Work instructions
Rename "Outline list" to "Polygon list" throughout the records below, and leave every other character untouched.
## START Records for processing
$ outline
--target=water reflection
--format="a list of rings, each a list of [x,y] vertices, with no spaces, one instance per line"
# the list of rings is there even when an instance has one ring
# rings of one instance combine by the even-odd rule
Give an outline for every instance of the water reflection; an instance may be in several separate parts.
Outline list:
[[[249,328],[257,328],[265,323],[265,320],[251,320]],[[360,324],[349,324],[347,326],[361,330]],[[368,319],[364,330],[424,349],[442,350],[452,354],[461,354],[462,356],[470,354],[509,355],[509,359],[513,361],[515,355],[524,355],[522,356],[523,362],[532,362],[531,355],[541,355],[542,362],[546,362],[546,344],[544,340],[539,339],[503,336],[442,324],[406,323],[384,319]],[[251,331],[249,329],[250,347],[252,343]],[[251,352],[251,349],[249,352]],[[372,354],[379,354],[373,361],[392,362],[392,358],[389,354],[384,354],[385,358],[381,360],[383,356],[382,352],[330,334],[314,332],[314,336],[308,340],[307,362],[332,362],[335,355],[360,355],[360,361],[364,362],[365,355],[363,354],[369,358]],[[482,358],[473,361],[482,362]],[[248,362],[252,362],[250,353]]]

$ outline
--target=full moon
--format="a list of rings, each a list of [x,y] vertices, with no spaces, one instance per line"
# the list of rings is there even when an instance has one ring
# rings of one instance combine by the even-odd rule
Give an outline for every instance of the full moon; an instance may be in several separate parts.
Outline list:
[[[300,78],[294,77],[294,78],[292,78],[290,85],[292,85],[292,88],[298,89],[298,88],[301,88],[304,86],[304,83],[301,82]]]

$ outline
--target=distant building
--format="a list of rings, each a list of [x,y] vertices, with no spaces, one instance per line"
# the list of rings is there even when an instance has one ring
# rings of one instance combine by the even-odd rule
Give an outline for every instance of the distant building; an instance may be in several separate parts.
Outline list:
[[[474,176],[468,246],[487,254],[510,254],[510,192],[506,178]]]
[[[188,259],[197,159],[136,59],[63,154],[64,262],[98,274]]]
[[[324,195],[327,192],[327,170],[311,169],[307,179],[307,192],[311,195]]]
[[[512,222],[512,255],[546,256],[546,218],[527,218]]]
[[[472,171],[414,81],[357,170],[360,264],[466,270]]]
## END Records for processing
Output of the exercise
$ outline
--target=water reflection
--format="a list of rings, each a list of [x,y] vertices, with no spaces, one instance per line"
# the list of rings is there even when an instance has one ring
# rings of one instance combine by the even-odd rule
Give an outline for every instance of the water reflection; an instance may be in several separate parts.
Polygon list:
[[[249,328],[257,328],[265,323],[265,320],[251,320]],[[360,324],[349,324],[347,326],[361,330]],[[368,319],[364,330],[424,349],[442,350],[452,354],[461,354],[462,356],[470,354],[509,355],[509,359],[513,361],[515,355],[524,355],[522,356],[523,362],[532,362],[531,355],[541,355],[542,362],[546,362],[546,344],[544,340],[539,339],[503,336],[442,324],[406,323],[384,319]],[[251,331],[249,329],[250,347],[252,343]],[[251,352],[251,349],[249,352]],[[372,354],[379,354],[373,361],[392,362],[392,358],[389,354],[384,354],[385,358],[381,360],[383,356],[382,352],[330,334],[314,332],[314,336],[308,340],[307,362],[332,362],[335,355],[360,355],[360,361],[364,362],[365,355],[363,354],[369,358]],[[482,358],[473,361],[482,362]],[[248,362],[252,362],[250,353]]]

$ outline
--target=full moon
--format="a list of rings, each a list of [x,y] vertices, with no spaces, one instance per line"
# the list of rings is there even when an instance has one ring
# rings of one instance combine by the even-odd rule
Give an outline for every instance of the full moon; an instance may be in several separate parts.
Polygon list:
[[[300,78],[294,77],[294,78],[292,78],[290,85],[292,85],[292,88],[298,89],[298,88],[301,88],[304,86],[304,83],[301,82]]]

$ outline
--target=distant building
--format="a list of rings, each a list of [x,y] vertices, with no spaces, one instance per line"
# the list of rings is there even when an instance has one ring
# rings of one instance combine by the even-odd rule
Give an outline for every instance of the distant building; an instance may be in several separate parts.
Polygon list:
[[[474,176],[468,246],[487,254],[510,254],[510,192],[506,178]]]
[[[188,259],[197,159],[136,59],[63,154],[64,262],[98,274]]]
[[[324,195],[327,192],[327,170],[311,169],[307,179],[307,192],[311,195]]]
[[[512,222],[512,255],[546,256],[546,218],[527,218]]]
[[[472,171],[414,81],[357,170],[360,264],[466,270]]]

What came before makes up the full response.